[What this task involves]:
Output the entries below verbatim, starting at the line containing "Spot every instance of the asphalt" and ending with the line containing "x=103 y=393", both lines included.

[Collection entries]:
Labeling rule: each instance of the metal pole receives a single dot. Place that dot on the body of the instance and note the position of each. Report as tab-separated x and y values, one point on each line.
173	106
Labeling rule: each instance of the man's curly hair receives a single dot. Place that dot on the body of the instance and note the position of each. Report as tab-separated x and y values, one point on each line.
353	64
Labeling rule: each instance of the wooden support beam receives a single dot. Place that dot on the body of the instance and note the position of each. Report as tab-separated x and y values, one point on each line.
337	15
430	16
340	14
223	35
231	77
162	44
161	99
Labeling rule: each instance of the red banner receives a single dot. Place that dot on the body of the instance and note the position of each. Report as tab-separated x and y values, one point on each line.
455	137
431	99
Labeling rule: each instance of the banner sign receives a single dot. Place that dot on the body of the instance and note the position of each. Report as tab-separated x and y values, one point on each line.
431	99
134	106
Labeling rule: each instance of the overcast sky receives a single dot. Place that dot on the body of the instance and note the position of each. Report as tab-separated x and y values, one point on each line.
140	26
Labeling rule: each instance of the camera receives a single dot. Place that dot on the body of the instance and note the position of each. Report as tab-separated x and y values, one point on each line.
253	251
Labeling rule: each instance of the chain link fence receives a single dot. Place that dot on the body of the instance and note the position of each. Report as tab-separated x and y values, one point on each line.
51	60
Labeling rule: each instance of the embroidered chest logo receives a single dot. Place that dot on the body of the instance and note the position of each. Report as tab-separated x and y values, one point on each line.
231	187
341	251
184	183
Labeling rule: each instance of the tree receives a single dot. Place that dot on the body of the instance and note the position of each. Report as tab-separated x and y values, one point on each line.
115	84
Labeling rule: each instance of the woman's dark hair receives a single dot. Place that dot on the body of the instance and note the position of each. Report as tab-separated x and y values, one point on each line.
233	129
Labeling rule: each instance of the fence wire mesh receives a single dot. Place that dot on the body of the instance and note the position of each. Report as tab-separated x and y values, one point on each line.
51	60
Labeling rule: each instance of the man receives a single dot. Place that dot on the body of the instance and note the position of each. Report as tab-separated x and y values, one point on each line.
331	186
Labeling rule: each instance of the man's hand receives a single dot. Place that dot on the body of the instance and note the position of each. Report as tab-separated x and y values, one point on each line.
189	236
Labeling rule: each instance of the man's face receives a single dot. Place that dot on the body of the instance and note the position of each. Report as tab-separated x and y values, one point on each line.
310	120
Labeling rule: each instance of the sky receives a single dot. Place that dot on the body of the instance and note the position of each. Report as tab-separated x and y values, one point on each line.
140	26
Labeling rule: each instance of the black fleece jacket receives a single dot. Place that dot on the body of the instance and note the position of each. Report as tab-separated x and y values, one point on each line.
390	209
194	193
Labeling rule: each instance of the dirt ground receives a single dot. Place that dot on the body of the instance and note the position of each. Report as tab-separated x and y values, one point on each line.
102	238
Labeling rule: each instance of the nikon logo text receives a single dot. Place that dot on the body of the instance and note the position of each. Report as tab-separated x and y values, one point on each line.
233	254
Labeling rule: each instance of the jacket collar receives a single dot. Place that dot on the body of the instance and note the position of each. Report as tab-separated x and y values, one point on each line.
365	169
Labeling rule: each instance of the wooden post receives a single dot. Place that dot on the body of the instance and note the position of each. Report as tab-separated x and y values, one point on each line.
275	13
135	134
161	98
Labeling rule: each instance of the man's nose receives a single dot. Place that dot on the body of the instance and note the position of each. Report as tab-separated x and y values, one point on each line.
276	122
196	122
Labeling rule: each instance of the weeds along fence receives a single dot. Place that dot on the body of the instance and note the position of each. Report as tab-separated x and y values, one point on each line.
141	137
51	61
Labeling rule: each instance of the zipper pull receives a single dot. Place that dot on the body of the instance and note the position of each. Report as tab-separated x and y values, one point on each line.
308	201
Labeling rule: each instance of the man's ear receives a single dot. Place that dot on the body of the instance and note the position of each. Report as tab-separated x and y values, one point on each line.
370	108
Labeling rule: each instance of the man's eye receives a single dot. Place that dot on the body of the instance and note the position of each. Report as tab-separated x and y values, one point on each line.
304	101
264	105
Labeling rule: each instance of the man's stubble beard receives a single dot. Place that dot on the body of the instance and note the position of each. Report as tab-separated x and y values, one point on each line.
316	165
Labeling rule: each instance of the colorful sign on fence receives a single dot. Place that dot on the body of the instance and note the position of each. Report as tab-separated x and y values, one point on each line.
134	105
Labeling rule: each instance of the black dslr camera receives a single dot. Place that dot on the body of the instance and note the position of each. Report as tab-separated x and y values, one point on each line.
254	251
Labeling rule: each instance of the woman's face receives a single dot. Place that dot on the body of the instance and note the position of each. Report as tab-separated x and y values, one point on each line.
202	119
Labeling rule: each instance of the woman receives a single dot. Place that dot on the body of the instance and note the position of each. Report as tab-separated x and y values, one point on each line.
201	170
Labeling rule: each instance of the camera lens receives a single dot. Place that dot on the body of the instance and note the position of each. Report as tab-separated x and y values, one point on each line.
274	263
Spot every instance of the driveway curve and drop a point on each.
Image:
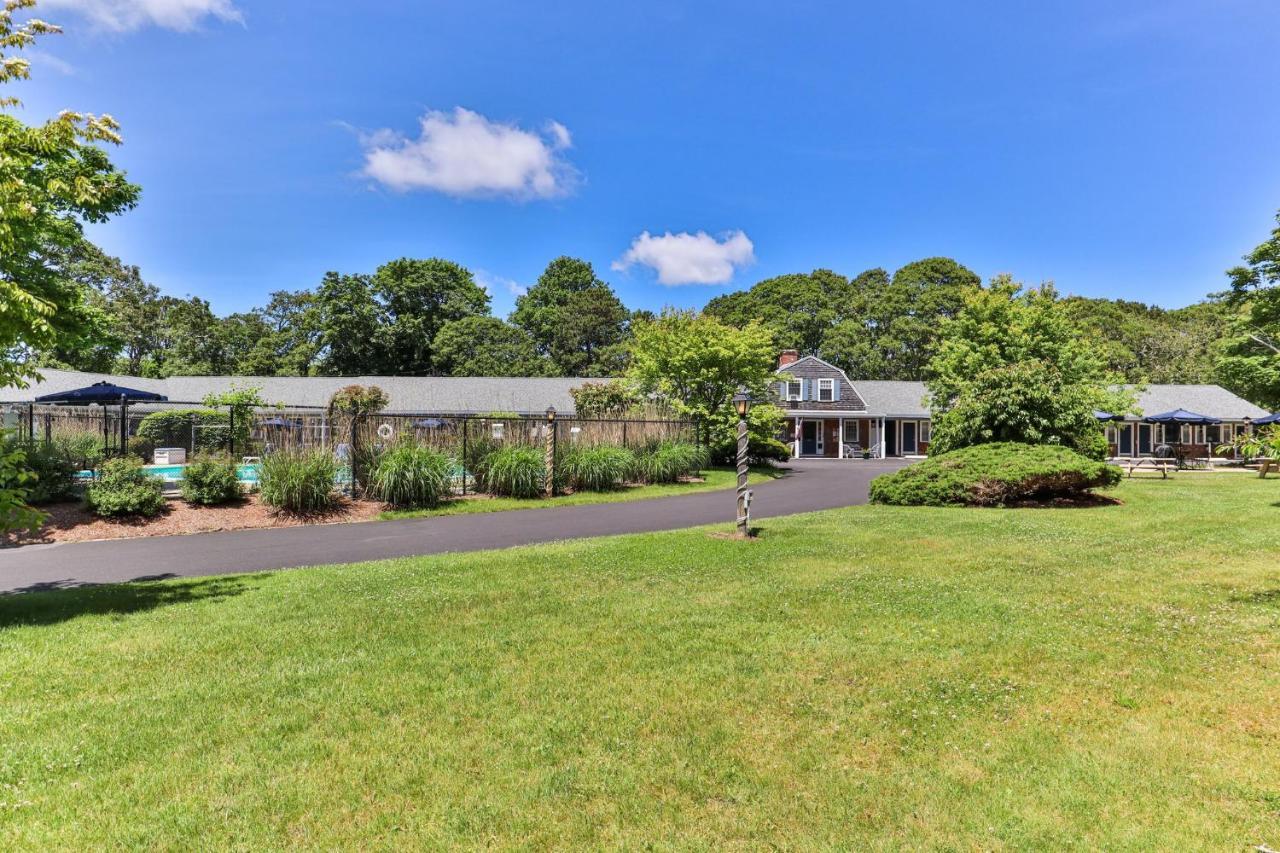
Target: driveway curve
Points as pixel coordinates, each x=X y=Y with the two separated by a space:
x=810 y=484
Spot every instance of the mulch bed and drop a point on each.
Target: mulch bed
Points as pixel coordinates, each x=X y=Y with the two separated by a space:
x=73 y=523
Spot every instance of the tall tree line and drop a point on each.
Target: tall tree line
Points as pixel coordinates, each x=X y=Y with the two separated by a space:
x=414 y=316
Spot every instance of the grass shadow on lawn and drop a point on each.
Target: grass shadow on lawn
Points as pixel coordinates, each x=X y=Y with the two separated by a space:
x=51 y=602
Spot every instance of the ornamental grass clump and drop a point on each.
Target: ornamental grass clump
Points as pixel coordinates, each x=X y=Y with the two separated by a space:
x=598 y=469
x=670 y=463
x=210 y=480
x=515 y=471
x=993 y=475
x=408 y=475
x=298 y=482
x=124 y=488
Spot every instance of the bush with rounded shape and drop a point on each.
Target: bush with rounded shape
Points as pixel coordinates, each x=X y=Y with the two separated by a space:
x=124 y=488
x=598 y=469
x=210 y=480
x=55 y=474
x=298 y=482
x=993 y=475
x=411 y=475
x=515 y=471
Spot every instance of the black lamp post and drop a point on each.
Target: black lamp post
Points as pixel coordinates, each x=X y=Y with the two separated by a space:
x=549 y=461
x=743 y=405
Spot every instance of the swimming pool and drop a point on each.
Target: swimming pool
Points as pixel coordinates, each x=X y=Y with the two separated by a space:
x=173 y=473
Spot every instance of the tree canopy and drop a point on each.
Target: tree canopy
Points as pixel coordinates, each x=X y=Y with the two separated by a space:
x=53 y=178
x=1251 y=350
x=1011 y=366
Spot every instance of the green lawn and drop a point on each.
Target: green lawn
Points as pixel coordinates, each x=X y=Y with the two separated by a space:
x=865 y=678
x=712 y=479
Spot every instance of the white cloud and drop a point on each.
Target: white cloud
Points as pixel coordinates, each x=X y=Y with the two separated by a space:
x=41 y=59
x=690 y=259
x=465 y=154
x=490 y=283
x=124 y=16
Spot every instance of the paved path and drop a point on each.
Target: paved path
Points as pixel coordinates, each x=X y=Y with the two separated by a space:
x=812 y=484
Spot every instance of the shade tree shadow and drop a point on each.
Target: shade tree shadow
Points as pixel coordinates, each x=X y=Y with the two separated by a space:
x=58 y=601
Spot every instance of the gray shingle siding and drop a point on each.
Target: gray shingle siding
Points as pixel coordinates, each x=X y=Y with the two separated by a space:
x=809 y=370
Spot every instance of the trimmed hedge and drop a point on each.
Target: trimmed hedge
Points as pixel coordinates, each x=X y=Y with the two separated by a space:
x=123 y=488
x=173 y=428
x=211 y=480
x=993 y=475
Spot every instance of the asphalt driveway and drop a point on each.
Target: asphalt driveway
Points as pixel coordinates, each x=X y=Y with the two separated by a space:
x=812 y=484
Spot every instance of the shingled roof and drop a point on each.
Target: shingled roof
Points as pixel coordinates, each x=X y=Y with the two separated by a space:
x=426 y=395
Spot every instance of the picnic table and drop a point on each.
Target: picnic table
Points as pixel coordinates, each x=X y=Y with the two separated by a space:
x=1151 y=464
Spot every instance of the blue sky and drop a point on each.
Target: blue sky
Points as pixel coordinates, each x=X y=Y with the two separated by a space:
x=1124 y=150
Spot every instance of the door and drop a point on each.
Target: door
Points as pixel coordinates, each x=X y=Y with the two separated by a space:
x=1125 y=445
x=809 y=437
x=909 y=437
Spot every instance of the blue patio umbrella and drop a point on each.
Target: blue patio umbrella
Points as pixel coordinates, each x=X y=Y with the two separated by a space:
x=1182 y=416
x=103 y=393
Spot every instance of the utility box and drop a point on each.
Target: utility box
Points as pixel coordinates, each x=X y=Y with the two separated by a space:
x=170 y=456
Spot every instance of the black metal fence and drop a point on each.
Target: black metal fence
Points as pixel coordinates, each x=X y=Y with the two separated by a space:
x=141 y=429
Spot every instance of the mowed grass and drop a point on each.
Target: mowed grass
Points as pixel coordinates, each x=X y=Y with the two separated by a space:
x=711 y=480
x=867 y=678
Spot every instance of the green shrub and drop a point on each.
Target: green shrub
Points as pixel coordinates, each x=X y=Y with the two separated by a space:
x=81 y=448
x=992 y=475
x=597 y=469
x=55 y=474
x=298 y=482
x=210 y=480
x=515 y=471
x=670 y=461
x=124 y=488
x=411 y=475
x=173 y=428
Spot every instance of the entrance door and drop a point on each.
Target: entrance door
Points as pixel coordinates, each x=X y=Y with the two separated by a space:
x=809 y=438
x=909 y=437
x=1143 y=438
x=1125 y=447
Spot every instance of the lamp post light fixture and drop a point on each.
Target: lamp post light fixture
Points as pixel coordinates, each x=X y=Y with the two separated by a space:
x=549 y=459
x=743 y=405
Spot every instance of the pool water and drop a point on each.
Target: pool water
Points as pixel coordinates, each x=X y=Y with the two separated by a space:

[Exercise response]:
Spot every instance of the asphalt driveway and drop a point on each.
Target: asphalt driveway
Points as pixel coordinates, each x=X y=Y with the two separated by a space:
x=812 y=484
Spot every instance of the shingled roof and drop a point on each.
Target: shingled roof
Points as pixel coordinates, each x=X y=Y with the two separated by a space:
x=426 y=395
Spot every instance of the picnic table and drop a point on each.
Target: picnic table
Points as pixel coordinates, each x=X y=Y with the two separated by a space:
x=1151 y=464
Spot every instance of the blue sky and drop a point on each.
Target: blue sky
Points as pixel coordinates, each x=X y=Y with the two separated by a space:
x=1124 y=150
Spot every instance of the door and drop a point on each.
Target: door
Points as pixel coordinates, each x=X y=Y with the two separated by a space:
x=1125 y=445
x=809 y=437
x=909 y=437
Spot every instance of the blue patio umbrella and drop a point on each.
Target: blue patio umbrella
Points as pixel coordinates, each x=X y=Y with the two separated by a space:
x=1182 y=416
x=103 y=393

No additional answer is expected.